=== TRY IT ===
Omitting all images, output the entries that follow exactly as written.

=== DATA FOR PROCESSING ===

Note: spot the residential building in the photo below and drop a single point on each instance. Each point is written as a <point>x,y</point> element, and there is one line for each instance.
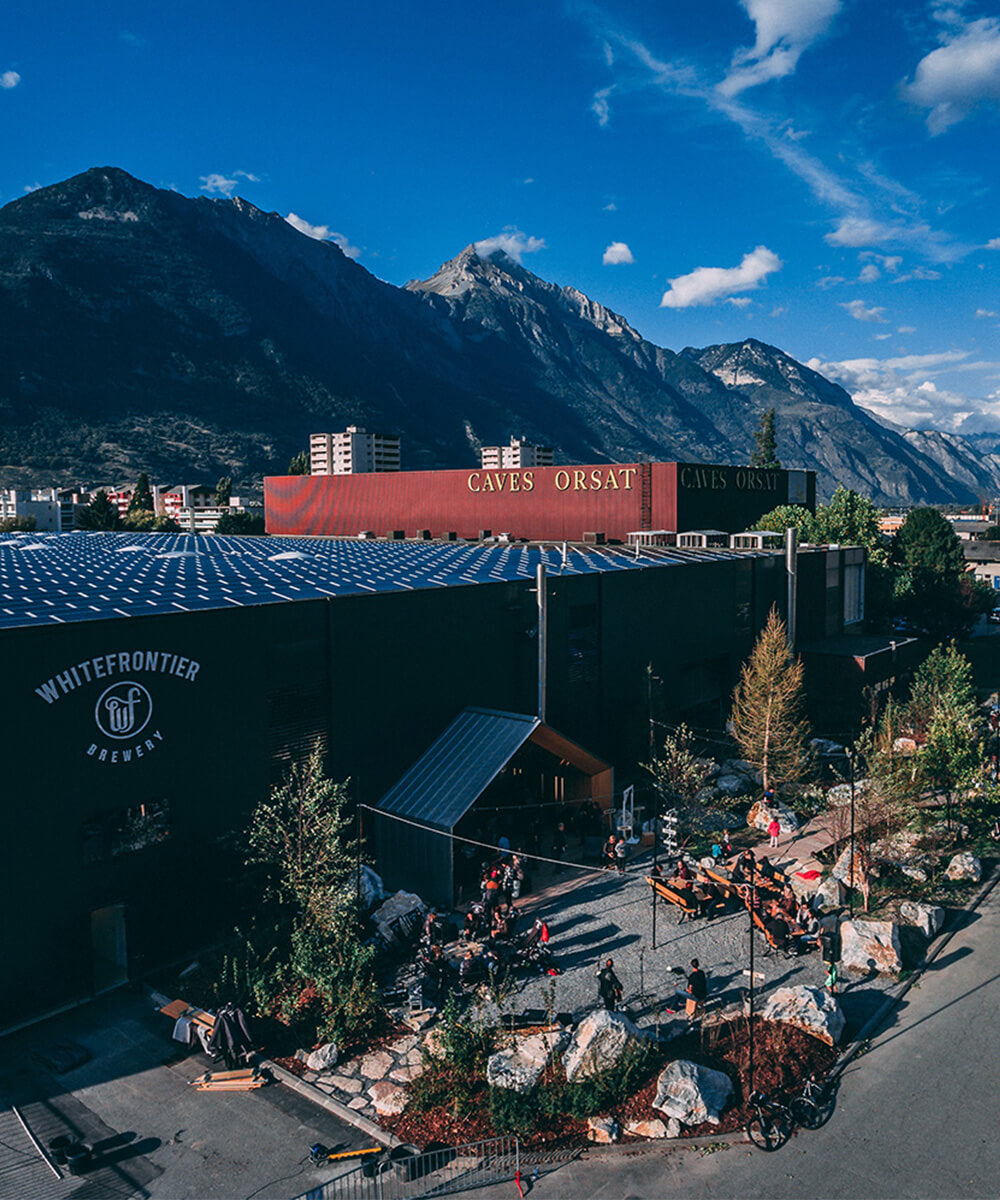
<point>353,453</point>
<point>519,454</point>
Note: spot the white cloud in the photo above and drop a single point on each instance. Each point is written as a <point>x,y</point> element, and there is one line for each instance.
<point>217,185</point>
<point>860,312</point>
<point>323,233</point>
<point>512,241</point>
<point>960,75</point>
<point>784,29</point>
<point>918,273</point>
<point>617,253</point>
<point>599,106</point>
<point>706,285</point>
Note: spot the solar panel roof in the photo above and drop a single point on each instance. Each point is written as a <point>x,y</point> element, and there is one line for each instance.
<point>52,579</point>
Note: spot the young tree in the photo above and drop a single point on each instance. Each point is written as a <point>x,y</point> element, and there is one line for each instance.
<point>142,498</point>
<point>223,490</point>
<point>767,707</point>
<point>942,715</point>
<point>300,841</point>
<point>677,772</point>
<point>100,514</point>
<point>766,443</point>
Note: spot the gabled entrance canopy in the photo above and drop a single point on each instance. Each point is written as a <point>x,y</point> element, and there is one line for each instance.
<point>447,780</point>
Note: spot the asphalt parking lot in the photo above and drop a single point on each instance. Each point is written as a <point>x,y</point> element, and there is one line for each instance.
<point>157,1135</point>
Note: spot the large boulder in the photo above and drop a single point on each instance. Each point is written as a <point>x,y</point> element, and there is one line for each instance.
<point>842,869</point>
<point>830,894</point>
<point>809,1009</point>
<point>964,869</point>
<point>692,1093</point>
<point>760,816</point>
<point>520,1067</point>
<point>870,946</point>
<point>598,1043</point>
<point>735,785</point>
<point>603,1131</point>
<point>840,795</point>
<point>395,911</point>
<point>928,918</point>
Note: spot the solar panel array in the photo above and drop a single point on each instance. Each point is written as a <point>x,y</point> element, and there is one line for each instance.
<point>52,579</point>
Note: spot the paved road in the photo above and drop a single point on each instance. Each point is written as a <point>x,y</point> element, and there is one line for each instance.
<point>916,1117</point>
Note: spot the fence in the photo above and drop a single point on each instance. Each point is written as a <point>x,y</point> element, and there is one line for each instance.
<point>403,1175</point>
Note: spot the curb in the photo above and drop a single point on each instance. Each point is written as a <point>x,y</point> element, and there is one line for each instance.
<point>341,1111</point>
<point>876,1019</point>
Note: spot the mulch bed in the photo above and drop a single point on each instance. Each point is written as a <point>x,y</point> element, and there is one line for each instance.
<point>783,1057</point>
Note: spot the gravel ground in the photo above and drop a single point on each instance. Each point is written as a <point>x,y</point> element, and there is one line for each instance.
<point>594,916</point>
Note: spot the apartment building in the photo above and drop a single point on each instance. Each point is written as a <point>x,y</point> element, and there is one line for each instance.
<point>519,454</point>
<point>353,453</point>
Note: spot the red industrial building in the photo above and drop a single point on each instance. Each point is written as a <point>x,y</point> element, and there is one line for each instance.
<point>538,504</point>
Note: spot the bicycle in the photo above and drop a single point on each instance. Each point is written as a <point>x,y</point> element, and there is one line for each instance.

=== EXERCISE RESULT ===
Note: spot the residential building in the photo below and drop a single point on each instance. Each point is written as a <point>x,y</point> element, and there is one line for each instance.
<point>353,453</point>
<point>519,454</point>
Note: spot the white cloud in the photo above and drop a single point on each instance. Each point is written as a <point>x,y</point> element, and there is one line for each instance.
<point>217,185</point>
<point>860,312</point>
<point>323,233</point>
<point>512,241</point>
<point>960,75</point>
<point>784,29</point>
<point>918,273</point>
<point>617,253</point>
<point>599,106</point>
<point>706,285</point>
Note: spot the solar panel roof in the photo above and drop a single point on each instance. Each point is written as a <point>x,y</point> element, and there is one line for each instance.
<point>52,579</point>
Note: spot the young tree in the photo above and drop a single point on each instance. Each point is written as a <point>x,y</point> element, and there is one line for each instance.
<point>142,498</point>
<point>223,490</point>
<point>767,707</point>
<point>942,715</point>
<point>300,841</point>
<point>677,772</point>
<point>100,514</point>
<point>766,443</point>
Note: spot the gabled entrance canopy in the photo above and drop a single point on each instance. Each point is written as a <point>x,y</point> element, and there is one line for each instance.
<point>447,780</point>
Note: spot the asphalt parking lot in the photo above and drop a single point on each instance. Each point is written as a <point>x,y</point> element, and there is one line for each instance.
<point>157,1135</point>
Note: spot the large boulder in the photo above and drop a single point on each instance. Each point is written as a <point>x,y</point> element, and there is one line for each instance.
<point>842,869</point>
<point>830,894</point>
<point>809,1009</point>
<point>964,869</point>
<point>692,1093</point>
<point>760,816</point>
<point>520,1067</point>
<point>870,946</point>
<point>598,1043</point>
<point>735,785</point>
<point>603,1131</point>
<point>840,795</point>
<point>395,911</point>
<point>928,918</point>
Note: spot the solar panel array in the photo above and drop a single point on each instance. Each point is written as a <point>x,y</point> element, and there is one line for each instance.
<point>52,579</point>
Note: spot the paved road in the photo above and drop a single point on each instance. Each point is written as a <point>x,y</point> element, and there is one line for each instance.
<point>916,1117</point>
Note: spot the fence in the photo above and drop a single point on each instance. Each point is written as a <point>x,y</point> element, and there is one line for each instance.
<point>403,1175</point>
Note: spot the curb in the photo above and drop a single point on each instance. Each point is written as a <point>x,y</point> element, and there is one line for each instance.
<point>341,1111</point>
<point>876,1019</point>
Note: spot the mulch bed in the photo above and drop a single point on each instance. Each point is written as a <point>x,y</point> element, and there is one line for each instance.
<point>783,1057</point>
Note: spot the gravel ground in the photo above and drop a single point on each instance. Each point is written as a <point>x,y</point> element, and there is one line for each instance.
<point>594,916</point>
Note: spot the apartment building in the photo above and drop a single point on each instance. Each point is written as a <point>x,y</point> element, and there is one line for each instance.
<point>519,454</point>
<point>353,453</point>
Note: spot the red industrial building in the photo above and drop a single point on each instance. Each point is written as a <point>x,y</point> element, and there is one line for each instance.
<point>538,504</point>
Note: spot the bicycle in the photo above and drop a single point on each instance. Each point is written as a <point>x,y</point> element, and there is one line for each instance.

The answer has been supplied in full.